§ PROBLEMAS A RESOLVER:
1. Resuma em duas frases a reportagem sobre o MBL e o Podemos.
2. Responda com base na reportagem sobre o MBL e o Podemos:
(a) Em que dia foi confirmada a desfiliação de Arthur do Val?
(b) Quem o MBL defende para a candidatura ao Governo de São Paulo?
(c) Por quantos anos Arthur pode ficar inelegível caso a cassação seja confirmada pelo plenário?
3. Prossiga a reportagem sobre o MBL e o Podemos a partir do ponto em que ela termina.

§ TEXTO FORNECIDO:
□ □ □ □ □

Um impasse a ser resolvido, porém, é a candidatura ao Governo de São Paulo -enquanto o MBL defende que o vereador Rubinho Nunes (Podemos-SP) ocupe o espaço vago de Arthur, a legenda passou a cogitar a presidente da sigla, deputada federal Renata Abreu (SP), para o posto.
Passado o estranhamento inicial após a eclosão do escândalo -Arthur chegou a dizer em entrevista à Folha ter ficado chateado com a nota de repúdio do ex-juiz–, as partes buscaram entendimento no início desta semana para evitar que a aliança eleitoral fosse contaminada.
Em jogo está o interesse de Moro em ter a seu lado a estrutura de redes sociais e mobilização digital do MBL, no momento em que tenta fazer sua campanha deslanchar, e a vontade mútua de preservar candidaturas do MBL ao Legislativo abrigadas no Podemos.
Depois da estratégia para isolar Arthur do Val das tratativas partidárias, representantes de ambos os lados dizem que o caso está sendo superado. O deputado pediu desfiliação da legenda, confirmada na terça (8), e desistiu da candidatura ao governo e à reeleição. E se afastou do MBL.
A reviravolta é fruto do escândalo causado pelo vazamento de áudios do parlamentar com comentários sexistas sobre mulheres da Ucrânia, para onde viajou com a justificativa de ajudar vítimas da invasão russa. Disse, por exemplo, que as ucranianas são "fáceis" por serem pobres.
Com a desvinculação de Arthur do Podemos, o MBL passou a concentrar esforços na defesa dele na Assembleia, onde deve enfrentar pedido de cassação que, se confirmado ao final pelo plenário, pode deixá-lo oito anos inelegível.
Moro, que na sexta (4) repudiou as falas imediatamente após a divulgação, emitiu nota na segunda (7) em que nega a chance de afastamento e diz entender "que o MBL irá superar esse episódio negativo". Dentro do MBL, houve reclamação e irritação com a primeira nota de Moro, que falava em crime.

□ □ □ □ □

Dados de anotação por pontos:
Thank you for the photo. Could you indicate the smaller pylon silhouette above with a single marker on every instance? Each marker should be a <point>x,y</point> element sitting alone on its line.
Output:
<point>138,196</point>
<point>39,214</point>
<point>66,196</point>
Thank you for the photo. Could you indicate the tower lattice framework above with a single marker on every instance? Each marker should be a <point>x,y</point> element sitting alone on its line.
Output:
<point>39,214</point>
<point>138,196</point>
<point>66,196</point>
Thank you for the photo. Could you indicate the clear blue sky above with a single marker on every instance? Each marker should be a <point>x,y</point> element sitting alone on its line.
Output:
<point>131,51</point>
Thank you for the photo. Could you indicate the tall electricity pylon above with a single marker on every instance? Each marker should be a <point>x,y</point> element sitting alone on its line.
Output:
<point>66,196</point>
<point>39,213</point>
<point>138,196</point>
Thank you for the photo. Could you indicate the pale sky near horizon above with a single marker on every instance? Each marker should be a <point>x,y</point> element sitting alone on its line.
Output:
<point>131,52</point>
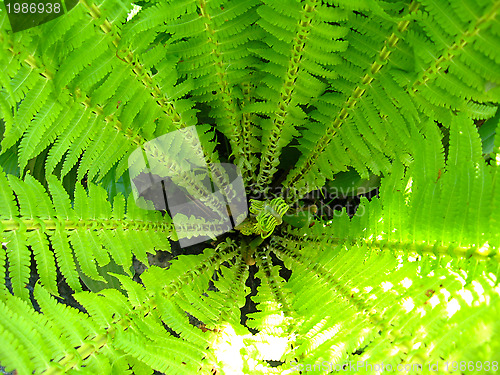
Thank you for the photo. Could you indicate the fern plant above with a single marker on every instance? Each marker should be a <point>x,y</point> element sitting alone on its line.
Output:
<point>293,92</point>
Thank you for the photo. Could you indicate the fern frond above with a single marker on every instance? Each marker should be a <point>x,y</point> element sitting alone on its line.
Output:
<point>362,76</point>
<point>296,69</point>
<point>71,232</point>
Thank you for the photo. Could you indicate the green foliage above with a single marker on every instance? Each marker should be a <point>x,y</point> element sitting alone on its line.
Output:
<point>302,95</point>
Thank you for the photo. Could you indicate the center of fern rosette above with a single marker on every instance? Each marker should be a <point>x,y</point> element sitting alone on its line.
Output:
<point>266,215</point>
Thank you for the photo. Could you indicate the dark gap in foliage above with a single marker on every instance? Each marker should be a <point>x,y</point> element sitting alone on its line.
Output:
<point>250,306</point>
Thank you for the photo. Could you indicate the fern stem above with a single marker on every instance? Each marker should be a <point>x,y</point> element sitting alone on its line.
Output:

□ □ □ □ □

§ RESPOSTAS POR TAREFA:
1. Após o vazamento de áudios com comentários sexistas sobre mulheres da Ucrânia, o deputado Arthur do Val se desfiliou do Podemos, desistiu das candidaturas ao governo e à reeleição e se afastou do MBL, que passou a concentrar esforços em defendê-lo do pedido de cassação na Assembleia. Moro e o MBL buscaram entendimento para preservar a aliança eleitoral, estando em jogo o interesse de Moro na estrutura digital do MBL e a vontade mútua de manter as candidaturas do MBL ao Legislativo no Podemos, mas ainda há um impasse sobre a candidatura ao Governo de São Paulo.

2.
(a) Na terça (8).
(b) O vereador Rubinho Nunes (Podemos-SP).
(c) Oito anos.

3.
"As declarações são incompatíveis com qualquer homem público. […] Jamais comungarei com visões preconceituosas, que podem inclusive ser configuradas como crime", disse na ocasião.
No entanto, o movimento não deu continuidade ao tom ressentido de Arthur. Os integrantes passaram a dizer que entendem Moro, pela necessidade de blindar a candidatura do escândalo. As novas declarações, mais favoráveis ao MBL, caíram bem no grupo.
Moro ainda enviou mensagem ao deputado federal Kim Kataguiri (União Brasil-SP), um dos cabeças do movimento, afirmando querer manter a proximidade e a campanha conjunta. Segundo participantes do movimento, apesar do desgaste da nota do ex-juiz, consolidou-se a avaliação de que a melhor opção, ao menos por ora, é manter o acordo. Uma negociação com outro partido para receber candidatos do grupo teria que começar do zero e em meio à janela partidária.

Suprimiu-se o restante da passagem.